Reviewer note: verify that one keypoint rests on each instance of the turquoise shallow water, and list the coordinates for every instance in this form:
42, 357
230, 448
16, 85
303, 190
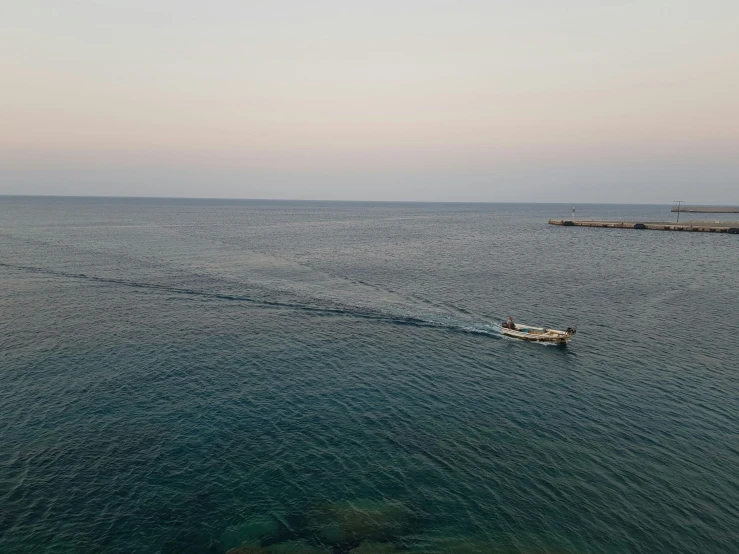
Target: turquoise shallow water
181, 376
...
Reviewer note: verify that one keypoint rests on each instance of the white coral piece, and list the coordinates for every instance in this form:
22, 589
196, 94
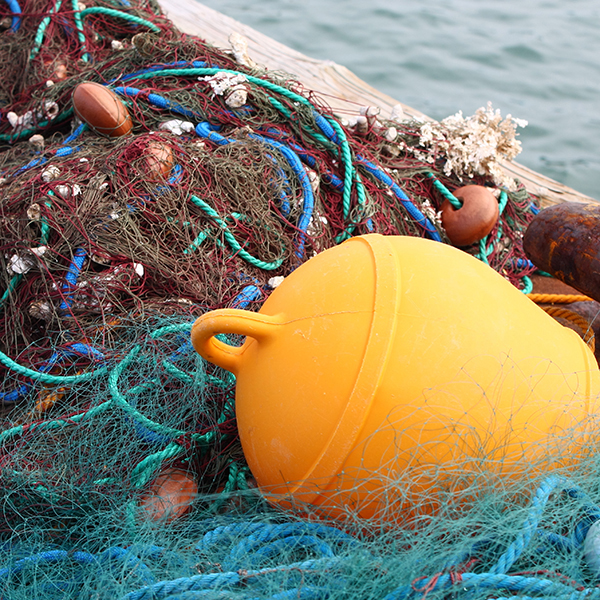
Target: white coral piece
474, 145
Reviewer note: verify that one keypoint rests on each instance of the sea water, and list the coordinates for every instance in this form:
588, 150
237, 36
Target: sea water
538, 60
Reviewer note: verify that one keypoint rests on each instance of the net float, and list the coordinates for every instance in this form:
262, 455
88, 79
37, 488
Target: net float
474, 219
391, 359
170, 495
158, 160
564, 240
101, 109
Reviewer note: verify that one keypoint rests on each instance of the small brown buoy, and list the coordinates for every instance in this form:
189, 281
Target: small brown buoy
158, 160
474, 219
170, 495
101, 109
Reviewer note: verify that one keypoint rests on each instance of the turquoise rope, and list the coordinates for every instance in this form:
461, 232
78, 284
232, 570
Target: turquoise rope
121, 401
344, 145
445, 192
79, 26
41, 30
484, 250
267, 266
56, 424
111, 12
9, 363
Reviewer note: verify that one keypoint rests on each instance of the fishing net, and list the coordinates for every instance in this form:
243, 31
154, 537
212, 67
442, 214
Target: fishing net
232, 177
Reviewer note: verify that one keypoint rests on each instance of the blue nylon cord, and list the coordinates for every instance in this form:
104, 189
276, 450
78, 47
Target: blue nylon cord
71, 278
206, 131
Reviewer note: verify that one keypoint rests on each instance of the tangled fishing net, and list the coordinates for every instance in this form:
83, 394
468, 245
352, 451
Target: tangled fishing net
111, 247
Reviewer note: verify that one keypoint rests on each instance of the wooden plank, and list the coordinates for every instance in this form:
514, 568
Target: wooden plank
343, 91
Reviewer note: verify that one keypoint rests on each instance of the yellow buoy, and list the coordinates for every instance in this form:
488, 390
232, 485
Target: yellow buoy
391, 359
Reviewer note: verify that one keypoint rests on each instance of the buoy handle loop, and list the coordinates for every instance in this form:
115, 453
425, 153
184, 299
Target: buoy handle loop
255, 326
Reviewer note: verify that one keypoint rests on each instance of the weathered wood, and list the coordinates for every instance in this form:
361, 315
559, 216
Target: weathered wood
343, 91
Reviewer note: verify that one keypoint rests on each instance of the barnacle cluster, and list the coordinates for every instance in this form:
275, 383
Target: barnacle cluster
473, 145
...
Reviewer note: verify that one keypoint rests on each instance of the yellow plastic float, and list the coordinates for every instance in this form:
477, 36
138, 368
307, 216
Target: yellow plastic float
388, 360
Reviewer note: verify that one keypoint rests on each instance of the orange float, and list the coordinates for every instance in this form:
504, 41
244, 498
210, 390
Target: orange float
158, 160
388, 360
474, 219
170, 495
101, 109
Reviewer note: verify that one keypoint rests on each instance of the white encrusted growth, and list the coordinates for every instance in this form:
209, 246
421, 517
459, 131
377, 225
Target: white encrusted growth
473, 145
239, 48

--- Set exercise ---
Locate every line in the listing above that contains the word "barnacle", treating uppercase and lowercase as different, and copy each such line.

--- In response ---
Reviewer note: verify that one keypoint rests on each instance of the barnacle cluster, and list the coordinates for every instance in this form:
Target: barnacle cluster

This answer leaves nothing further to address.